The enzyme supplier, Denmark’s Novozymes, was told about the findings and asked to reproduce and isolate the side activity the POET researchers, then at Broin, had observed. This new avenue of research was given the code name “Broin Project X,” or BPX, in order to keep the work secret while under development. Attempts to optimize the conventional process continued in concert with research into the new raw starch method, but the focus of the company’s efforts soon shifted.
“At some point, we realized that the raw starch process was out-competing the conventional one,” Lewis says. “We were saving in energy, we had higher yields; it was altogether a much more efficient process. Initially, the raw starch process was just an intellectual curiosity, but as we learned more about its specific advantages, it transitioned from an interesting discovery to an exciting commercial opportunity.”
Trials continued in the lab until May 2003, when the new process was implemented at the POET research facility in Scotland, S.D. In May 2004, the BPX process was commercialized at its first large POET-managed facility, a newly constructed plant in Hudson, S.D. Since then, BPX has been implemented in all of POET’s newly constructed plants, and has been retrofitted in all but two of the company’s conventional facilities.
BPX technology is also a key element in advancing cellulosic ethanol production. It is one of the technologies necessary to develop the integrated grain to ethanol and biomass to ethanol production facility. The technology, Stowers says, is beginning to change the common conception of what it means to be in the ethanol business.
“When you take BPX, it serves as a foundation for technology that allows us to look at an ethanol plant that can produce other things,” he says. BPX is the foundation of the branded Dakota Gold® Dried Distiller’s Grain with Solubles (DDGS) co-product. By eliminating the cooking and liquefaction steps, the BPX process allows for less heat damage resulting in a co-product with higher available nutrients, and improved physical characteristics such as higher density, easier pelleting and enhanced flowability—an important factor in the feed industry.
Adds Lewis, “We’re transforming from an ethanol and feed company to a biorefinery. In theory, anything you can make out of a barrel of oil, you can make out of a kernel of grain, and the advantage of grain, or biomass, is that it is a renewable resource.”
Although the process has been a great success, reducing the net cost of producing a gallon of ethanol, researchers continue to fine-tune and improve their methods. Novozymes has been a willing partner, introducing new enzymes to improve the enzymatic aspect of the process.

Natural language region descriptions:
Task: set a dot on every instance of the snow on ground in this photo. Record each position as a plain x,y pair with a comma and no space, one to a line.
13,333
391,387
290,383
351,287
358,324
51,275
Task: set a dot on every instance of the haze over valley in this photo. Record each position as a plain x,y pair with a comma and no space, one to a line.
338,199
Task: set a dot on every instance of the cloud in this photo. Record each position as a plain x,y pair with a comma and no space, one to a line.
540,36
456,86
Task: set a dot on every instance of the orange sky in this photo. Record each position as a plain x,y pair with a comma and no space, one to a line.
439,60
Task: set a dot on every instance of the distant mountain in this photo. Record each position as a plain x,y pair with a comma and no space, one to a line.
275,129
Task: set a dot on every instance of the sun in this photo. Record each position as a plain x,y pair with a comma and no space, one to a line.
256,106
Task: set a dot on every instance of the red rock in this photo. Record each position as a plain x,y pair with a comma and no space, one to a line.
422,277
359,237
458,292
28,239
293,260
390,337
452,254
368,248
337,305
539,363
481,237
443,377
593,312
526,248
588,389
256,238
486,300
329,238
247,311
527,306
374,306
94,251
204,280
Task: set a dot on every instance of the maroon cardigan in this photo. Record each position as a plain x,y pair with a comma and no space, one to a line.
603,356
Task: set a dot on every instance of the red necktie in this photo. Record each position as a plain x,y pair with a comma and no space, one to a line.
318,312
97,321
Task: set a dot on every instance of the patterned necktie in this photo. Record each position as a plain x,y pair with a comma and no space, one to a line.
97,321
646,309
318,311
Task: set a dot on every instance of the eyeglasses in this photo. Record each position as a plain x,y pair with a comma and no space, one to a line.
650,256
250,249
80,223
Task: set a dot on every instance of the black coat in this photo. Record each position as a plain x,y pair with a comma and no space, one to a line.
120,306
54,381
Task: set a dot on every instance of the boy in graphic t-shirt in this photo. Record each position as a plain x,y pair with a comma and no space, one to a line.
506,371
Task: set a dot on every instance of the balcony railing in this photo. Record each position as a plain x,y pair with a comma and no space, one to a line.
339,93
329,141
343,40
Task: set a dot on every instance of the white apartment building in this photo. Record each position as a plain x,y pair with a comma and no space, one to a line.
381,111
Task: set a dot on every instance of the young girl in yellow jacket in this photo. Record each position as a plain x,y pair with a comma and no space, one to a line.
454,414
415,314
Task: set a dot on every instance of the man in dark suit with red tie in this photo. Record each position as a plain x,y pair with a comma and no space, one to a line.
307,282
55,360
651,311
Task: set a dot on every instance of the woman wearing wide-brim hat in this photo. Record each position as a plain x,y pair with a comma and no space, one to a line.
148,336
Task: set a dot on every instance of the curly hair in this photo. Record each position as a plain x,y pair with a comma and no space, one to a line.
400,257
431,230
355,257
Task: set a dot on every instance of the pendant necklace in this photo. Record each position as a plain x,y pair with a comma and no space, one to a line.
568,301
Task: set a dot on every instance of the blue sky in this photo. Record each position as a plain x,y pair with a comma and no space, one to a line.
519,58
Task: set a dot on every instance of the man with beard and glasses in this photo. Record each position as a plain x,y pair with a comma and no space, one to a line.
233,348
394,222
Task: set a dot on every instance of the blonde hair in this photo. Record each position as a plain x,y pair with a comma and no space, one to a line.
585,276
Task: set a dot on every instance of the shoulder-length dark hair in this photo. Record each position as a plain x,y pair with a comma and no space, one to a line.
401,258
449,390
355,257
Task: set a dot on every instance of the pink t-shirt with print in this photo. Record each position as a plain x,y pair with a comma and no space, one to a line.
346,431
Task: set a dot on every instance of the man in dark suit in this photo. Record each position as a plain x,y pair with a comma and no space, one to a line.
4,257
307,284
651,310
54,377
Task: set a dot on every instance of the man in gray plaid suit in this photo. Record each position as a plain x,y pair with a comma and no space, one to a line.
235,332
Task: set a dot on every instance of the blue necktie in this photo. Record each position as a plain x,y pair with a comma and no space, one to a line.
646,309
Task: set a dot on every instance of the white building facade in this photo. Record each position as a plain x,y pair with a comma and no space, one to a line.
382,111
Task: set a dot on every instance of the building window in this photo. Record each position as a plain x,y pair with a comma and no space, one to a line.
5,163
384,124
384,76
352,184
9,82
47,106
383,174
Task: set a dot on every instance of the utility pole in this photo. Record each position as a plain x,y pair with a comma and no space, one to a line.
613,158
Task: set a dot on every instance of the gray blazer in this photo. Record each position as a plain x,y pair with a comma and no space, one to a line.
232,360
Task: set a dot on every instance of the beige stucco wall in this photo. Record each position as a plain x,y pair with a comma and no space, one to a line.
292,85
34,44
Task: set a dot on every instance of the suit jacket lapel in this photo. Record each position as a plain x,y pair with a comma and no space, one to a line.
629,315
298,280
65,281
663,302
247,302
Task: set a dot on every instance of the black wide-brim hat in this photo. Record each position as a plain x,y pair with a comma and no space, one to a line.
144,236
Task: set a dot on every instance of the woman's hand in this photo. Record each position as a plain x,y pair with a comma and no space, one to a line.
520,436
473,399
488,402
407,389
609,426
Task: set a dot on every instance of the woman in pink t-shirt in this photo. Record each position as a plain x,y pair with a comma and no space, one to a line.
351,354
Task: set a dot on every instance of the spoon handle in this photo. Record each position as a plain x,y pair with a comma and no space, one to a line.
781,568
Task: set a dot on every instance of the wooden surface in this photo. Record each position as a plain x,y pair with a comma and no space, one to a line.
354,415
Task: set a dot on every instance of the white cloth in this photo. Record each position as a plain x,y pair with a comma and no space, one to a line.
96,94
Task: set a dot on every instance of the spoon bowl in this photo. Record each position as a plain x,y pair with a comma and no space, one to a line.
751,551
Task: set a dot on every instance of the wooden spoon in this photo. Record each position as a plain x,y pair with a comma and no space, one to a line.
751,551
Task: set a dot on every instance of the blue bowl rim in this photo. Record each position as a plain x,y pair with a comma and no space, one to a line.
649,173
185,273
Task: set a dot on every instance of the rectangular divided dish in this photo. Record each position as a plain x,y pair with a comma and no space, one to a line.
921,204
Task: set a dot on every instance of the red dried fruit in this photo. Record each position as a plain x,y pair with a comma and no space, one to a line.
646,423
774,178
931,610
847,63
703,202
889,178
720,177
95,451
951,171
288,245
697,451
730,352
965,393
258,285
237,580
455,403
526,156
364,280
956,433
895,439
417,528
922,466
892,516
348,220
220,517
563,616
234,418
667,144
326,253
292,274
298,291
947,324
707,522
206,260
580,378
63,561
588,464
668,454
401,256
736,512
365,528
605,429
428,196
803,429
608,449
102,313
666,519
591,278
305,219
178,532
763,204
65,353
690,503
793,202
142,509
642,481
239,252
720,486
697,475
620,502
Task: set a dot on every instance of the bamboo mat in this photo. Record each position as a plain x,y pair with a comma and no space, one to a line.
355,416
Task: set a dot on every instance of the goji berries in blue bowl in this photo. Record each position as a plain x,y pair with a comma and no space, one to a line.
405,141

▸ PROBLEM 1
How would you render this sentence from the page extract in Spanish: "Since then, BPX has been implemented in all of POET’s newly constructed plants, and has been retrofitted in all but two of the company’s conventional facilities."
▸ PROBLEM 2
Do these statements agree with the page extract? For each, answer yes or no and quote the words that decide it. (a) The first large POET-managed facility to commercialize the BPX process was a new plant in Hudson, S.D. (b) The BPX process adds cooking and liquefaction steps. (c) Novozymes is a Swedish company.

▸ TASK ANSWER 1
Desde entonces, BPX se ha implementado en todas las plantas de nueva construcción de POET y se ha incorporado a todas las instalaciones convencionales de la empresa, salvo dos.

▸ TASK ANSWER 2
(a) Yes: "In May 2004, the BPX process was commercialized at its first large POET-managed facility, a newly constructed plant in Hudson, S.D."
(b) No: "By eliminating the cooking and liquefaction steps"
(c) No: "Denmark’s Novozymes"